--- What is required ---
Each record must be reproduced exactly as it is shown.

--- Recorded data ---

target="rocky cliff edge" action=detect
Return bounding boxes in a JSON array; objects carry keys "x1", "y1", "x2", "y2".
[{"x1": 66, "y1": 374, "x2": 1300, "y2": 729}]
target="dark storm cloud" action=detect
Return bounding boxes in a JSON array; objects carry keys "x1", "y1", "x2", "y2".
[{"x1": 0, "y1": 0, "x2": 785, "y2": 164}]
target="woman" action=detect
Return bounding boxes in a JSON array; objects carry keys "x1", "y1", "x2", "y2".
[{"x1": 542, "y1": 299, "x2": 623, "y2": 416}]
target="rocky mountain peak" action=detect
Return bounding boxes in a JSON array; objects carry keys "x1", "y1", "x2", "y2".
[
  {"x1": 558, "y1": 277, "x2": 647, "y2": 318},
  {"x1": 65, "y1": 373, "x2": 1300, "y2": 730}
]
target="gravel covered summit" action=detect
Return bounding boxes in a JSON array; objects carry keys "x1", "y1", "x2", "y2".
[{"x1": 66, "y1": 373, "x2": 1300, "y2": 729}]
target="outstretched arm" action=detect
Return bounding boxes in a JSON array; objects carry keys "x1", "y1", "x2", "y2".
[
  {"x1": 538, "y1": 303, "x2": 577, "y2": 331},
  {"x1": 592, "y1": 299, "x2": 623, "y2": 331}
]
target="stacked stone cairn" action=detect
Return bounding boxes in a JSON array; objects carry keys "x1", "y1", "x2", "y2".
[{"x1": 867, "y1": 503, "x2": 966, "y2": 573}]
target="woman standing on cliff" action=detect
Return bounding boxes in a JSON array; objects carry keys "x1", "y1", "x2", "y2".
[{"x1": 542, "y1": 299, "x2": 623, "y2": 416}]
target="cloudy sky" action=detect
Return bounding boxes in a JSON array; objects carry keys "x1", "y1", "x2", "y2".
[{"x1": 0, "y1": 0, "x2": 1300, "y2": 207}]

--- Reply to the task ---
target="rocky cliff edge" action=detect
Return bounding boxes in a JSON array; objects carry keys "x1", "y1", "x2", "y2".
[{"x1": 66, "y1": 374, "x2": 1300, "y2": 729}]
target="dark storm cloud" action=detect
Return bounding boxes in a JSON array; objects carry keys "x1", "y1", "x2", "y2".
[{"x1": 0, "y1": 0, "x2": 785, "y2": 164}]
target="woman" action=detect
Return bounding boxes in a JSON array; objects carry keys "x1", "y1", "x2", "y2".
[{"x1": 542, "y1": 299, "x2": 623, "y2": 416}]
target="rocky mountain peak" action=detect
Return bounding boxes in a JSON array; objects carry keys "x1", "y1", "x2", "y2".
[
  {"x1": 558, "y1": 277, "x2": 647, "y2": 318},
  {"x1": 65, "y1": 373, "x2": 1300, "y2": 730}
]
target="gravel covered summit" action=detect
Return bounding boxes in a JSON array; objects carry keys "x1", "y1", "x2", "y2".
[{"x1": 66, "y1": 373, "x2": 1300, "y2": 729}]
target="outstretched arm" action=detect
Return bounding boxes in a JSON array; objects carry keys "x1", "y1", "x2", "y2".
[
  {"x1": 538, "y1": 303, "x2": 577, "y2": 331},
  {"x1": 592, "y1": 299, "x2": 623, "y2": 331}
]
target="stacked stone cairn" action=detect
Return bounding boxes in a JSON array; objects carry keys "x1", "y1", "x2", "y2".
[{"x1": 867, "y1": 503, "x2": 966, "y2": 573}]
target="woman standing on cliff" action=detect
Return bounding boxes in a JSON array; objects carry keys "x1", "y1", "x2", "y2".
[{"x1": 542, "y1": 299, "x2": 623, "y2": 416}]
target="cloudy sky" action=detect
Return bounding boxes in a JSON array; objects carry keys "x1", "y1", "x2", "y2".
[{"x1": 0, "y1": 0, "x2": 1300, "y2": 207}]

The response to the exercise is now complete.